* **WHAT IS BEING ASKED**: Rewrite the piece on cultural odds and ends from "Cultural Odds And" to "pity and terror.", putting "wallets" in place of "pockets".

* **PASSAGE**:
◆ ◆ ◆
Cultural Odds And Ends, Fortune Cookies

The purpose of the entertainment industry is to distract you while your pockets are picked.

Is it a coincidence that we talk about “staging” a coup d’etat? After all, the best coups are pure theatre, with no casualties. We might also say that the audience contributes its suspension of disbelief, and comes away purged of pity and terror.

Is it merely a satisfying linguistic coincidence that other products “make” or “earn” money, while Hollywood films “gross”?

Some men have claimed that women can never be comedians, because they are intrinsically not funny. This is ridiculous, because there are such things as female comics, and perhaps there would be more on a level playing field. If being a comic demands a certain black view of the world’s follies, plus good timing, they can certainly do that. On the other hand, the relative scarcity may be due, not to discrimination, but the fact that too many women are much too busy being intrinsically right to be funny or indeed anything else.
◆ ◆ ◆
* **Entries from a point annotation set**:
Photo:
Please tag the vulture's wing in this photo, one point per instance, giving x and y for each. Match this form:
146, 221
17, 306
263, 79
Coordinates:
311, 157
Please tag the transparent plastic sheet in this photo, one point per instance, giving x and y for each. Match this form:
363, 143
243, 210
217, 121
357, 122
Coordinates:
◆ ◆ ◆
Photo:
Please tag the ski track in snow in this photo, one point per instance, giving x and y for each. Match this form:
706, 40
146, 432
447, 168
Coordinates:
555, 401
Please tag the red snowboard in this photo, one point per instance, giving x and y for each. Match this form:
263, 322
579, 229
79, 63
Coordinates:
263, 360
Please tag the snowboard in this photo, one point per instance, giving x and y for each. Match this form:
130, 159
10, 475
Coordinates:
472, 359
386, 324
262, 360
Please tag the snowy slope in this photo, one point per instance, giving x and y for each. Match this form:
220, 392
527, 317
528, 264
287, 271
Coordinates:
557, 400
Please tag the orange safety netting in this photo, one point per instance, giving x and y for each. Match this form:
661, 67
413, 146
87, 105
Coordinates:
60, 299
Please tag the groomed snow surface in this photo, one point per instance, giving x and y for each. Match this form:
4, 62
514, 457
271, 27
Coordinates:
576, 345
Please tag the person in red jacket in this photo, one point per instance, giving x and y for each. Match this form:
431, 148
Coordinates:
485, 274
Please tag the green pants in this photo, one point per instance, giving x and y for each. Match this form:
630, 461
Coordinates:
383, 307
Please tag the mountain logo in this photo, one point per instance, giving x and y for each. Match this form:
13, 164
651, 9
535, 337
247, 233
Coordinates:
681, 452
◆ ◆ ◆
* **TASK RESPONSE**:
Cultural Odds And Ends, Fortune Cookies

The purpose of the entertainment industry is to distract you while your wallets are picked.

Is it a coincidence that we talk about “staging” a coup d’etat? After all, the best coups are pure theatre, with no casualties. We might also say that the audience contributes its suspension of disbelief, and comes away purged of pity and terror.